(Region labeling entries)
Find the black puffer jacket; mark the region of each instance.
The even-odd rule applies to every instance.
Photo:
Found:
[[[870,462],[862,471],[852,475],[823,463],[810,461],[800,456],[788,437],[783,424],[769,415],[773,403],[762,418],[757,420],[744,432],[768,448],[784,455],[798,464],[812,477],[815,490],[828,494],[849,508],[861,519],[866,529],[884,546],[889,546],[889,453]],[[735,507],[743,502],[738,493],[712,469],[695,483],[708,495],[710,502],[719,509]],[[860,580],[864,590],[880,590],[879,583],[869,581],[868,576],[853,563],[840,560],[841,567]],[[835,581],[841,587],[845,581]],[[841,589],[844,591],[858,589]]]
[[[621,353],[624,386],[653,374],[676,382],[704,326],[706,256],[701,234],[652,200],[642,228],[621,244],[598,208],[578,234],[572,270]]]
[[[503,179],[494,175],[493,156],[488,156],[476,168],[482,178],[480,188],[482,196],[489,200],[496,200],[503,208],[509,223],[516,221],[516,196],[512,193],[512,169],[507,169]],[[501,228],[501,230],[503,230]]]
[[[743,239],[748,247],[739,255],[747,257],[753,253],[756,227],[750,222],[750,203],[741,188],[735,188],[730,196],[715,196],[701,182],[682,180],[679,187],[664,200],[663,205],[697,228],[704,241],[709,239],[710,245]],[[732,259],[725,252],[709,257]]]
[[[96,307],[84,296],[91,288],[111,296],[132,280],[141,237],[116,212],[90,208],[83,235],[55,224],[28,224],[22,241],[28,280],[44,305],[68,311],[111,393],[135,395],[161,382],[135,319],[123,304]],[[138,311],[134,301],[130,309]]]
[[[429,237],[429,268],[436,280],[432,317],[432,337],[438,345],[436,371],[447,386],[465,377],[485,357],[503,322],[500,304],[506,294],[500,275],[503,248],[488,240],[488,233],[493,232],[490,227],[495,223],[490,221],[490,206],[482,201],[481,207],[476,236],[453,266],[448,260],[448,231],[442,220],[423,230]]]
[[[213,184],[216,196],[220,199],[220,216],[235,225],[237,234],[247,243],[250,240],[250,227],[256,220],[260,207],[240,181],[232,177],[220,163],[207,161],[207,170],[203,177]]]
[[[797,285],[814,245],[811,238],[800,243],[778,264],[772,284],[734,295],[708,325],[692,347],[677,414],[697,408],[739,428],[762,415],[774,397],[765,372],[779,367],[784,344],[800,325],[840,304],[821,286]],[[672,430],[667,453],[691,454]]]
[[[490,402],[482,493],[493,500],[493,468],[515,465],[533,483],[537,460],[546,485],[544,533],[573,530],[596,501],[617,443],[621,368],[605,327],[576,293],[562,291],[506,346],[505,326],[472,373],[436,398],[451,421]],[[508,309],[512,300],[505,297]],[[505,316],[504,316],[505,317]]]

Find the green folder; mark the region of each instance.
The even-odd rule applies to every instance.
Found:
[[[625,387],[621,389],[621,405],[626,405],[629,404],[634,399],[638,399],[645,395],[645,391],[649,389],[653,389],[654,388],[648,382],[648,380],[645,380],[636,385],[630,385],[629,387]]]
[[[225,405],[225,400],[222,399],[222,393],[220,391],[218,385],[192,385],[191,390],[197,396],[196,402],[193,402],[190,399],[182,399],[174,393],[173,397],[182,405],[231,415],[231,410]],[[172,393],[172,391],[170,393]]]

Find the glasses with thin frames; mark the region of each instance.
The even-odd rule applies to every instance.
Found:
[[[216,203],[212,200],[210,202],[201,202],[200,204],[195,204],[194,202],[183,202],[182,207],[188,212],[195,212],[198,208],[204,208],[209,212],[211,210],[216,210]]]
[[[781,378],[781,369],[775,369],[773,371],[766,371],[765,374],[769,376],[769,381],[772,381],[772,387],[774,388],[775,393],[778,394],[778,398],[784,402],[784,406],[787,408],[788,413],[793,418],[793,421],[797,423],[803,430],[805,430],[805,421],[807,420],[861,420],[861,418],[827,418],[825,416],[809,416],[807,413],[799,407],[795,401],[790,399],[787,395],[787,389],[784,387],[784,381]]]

> **Your objective**: Rewrite all the rows above with each "mark the region" changed to "outline the area" and nothing else altered.

> **Final answer**:
Find the black puffer jacket; outline the area of each instance.
The even-odd rule applies to every instance.
Photo:
Found:
[[[870,462],[862,471],[852,475],[823,463],[810,461],[800,456],[788,437],[783,424],[769,415],[773,403],[762,418],[757,420],[744,432],[768,448],[784,455],[798,464],[812,477],[815,490],[828,494],[849,508],[861,519],[866,529],[884,546],[889,546],[889,453]],[[735,507],[743,502],[738,493],[712,469],[695,483],[708,495],[710,502],[719,509]],[[860,580],[864,590],[880,590],[879,583],[869,581],[868,576],[853,563],[840,560],[841,567]],[[835,581],[841,587],[845,581]],[[841,589],[844,591],[858,589]]]
[[[621,353],[624,386],[653,374],[676,382],[704,326],[706,256],[701,234],[652,200],[642,228],[621,244],[598,208],[578,234],[572,270]]]
[[[503,179],[494,175],[493,156],[488,156],[476,168],[482,178],[480,188],[482,196],[489,200],[496,200],[503,208],[509,223],[516,221],[516,196],[512,193],[512,169],[507,169]],[[501,228],[501,230],[503,230]]]
[[[743,239],[748,247],[739,255],[747,257],[753,253],[756,227],[750,222],[750,203],[741,188],[735,188],[730,196],[715,196],[701,182],[682,180],[679,187],[664,200],[663,205],[697,228],[704,241],[709,239],[710,245]],[[732,259],[725,252],[709,257]]]
[[[96,307],[84,296],[91,288],[111,296],[132,280],[141,237],[116,212],[90,208],[83,235],[55,224],[28,224],[22,241],[28,280],[44,305],[68,311],[111,393],[135,395],[161,382],[135,319],[123,304]],[[138,311],[134,301],[130,309]]]
[[[429,237],[429,268],[436,280],[432,317],[432,337],[438,345],[436,371],[447,386],[465,377],[485,357],[503,322],[500,304],[506,294],[500,275],[503,248],[488,240],[488,233],[493,232],[490,227],[495,223],[490,221],[490,206],[482,201],[481,207],[476,236],[453,266],[448,260],[448,231],[442,220],[423,230]]]
[[[213,184],[216,196],[220,199],[220,216],[235,225],[237,234],[247,243],[250,240],[250,227],[256,220],[260,207],[240,181],[232,177],[220,163],[207,161],[207,170],[203,177]]]
[[[797,285],[814,245],[811,238],[800,243],[778,264],[772,284],[734,295],[708,325],[692,347],[677,414],[697,408],[739,428],[762,415],[774,397],[765,372],[779,367],[784,344],[800,325],[840,304],[821,286]],[[672,430],[667,453],[691,454]]]
[[[490,402],[482,493],[493,500],[493,468],[515,465],[533,483],[537,460],[546,485],[544,533],[573,530],[596,501],[617,443],[621,368],[605,327],[576,293],[562,291],[506,346],[505,326],[472,373],[436,398],[451,421]],[[508,309],[512,300],[505,297]],[[505,316],[504,316],[505,317]]]

Find the green folder; outline the area of each instance.
The even-odd rule applies to every instance.
Found:
[[[625,387],[621,389],[621,405],[626,405],[629,404],[634,399],[638,399],[645,395],[645,391],[649,389],[653,389],[654,388],[648,382],[648,380],[645,380],[636,385],[630,385],[629,387]]]
[[[225,405],[225,400],[222,399],[222,393],[220,391],[218,385],[192,385],[191,390],[197,396],[196,402],[193,402],[190,399],[182,399],[174,393],[173,397],[182,405],[231,415],[231,410]],[[172,393],[172,391],[170,393]]]

Find the glasses with thin frames; outline the area of each instance.
The even-odd rule applies to every instance.
Found:
[[[216,203],[212,200],[210,202],[201,202],[200,204],[195,204],[194,202],[183,202],[182,207],[188,212],[195,212],[198,208],[204,208],[209,212],[211,210],[216,210]]]
[[[781,378],[781,369],[775,369],[773,371],[766,371],[765,374],[769,376],[769,381],[772,381],[772,387],[774,388],[775,393],[778,394],[778,398],[784,402],[784,406],[787,408],[788,413],[793,418],[793,421],[797,423],[803,430],[805,430],[805,421],[807,420],[861,420],[861,418],[827,418],[825,416],[809,416],[807,413],[799,407],[795,401],[790,399],[787,395],[787,389],[784,387],[784,381]]]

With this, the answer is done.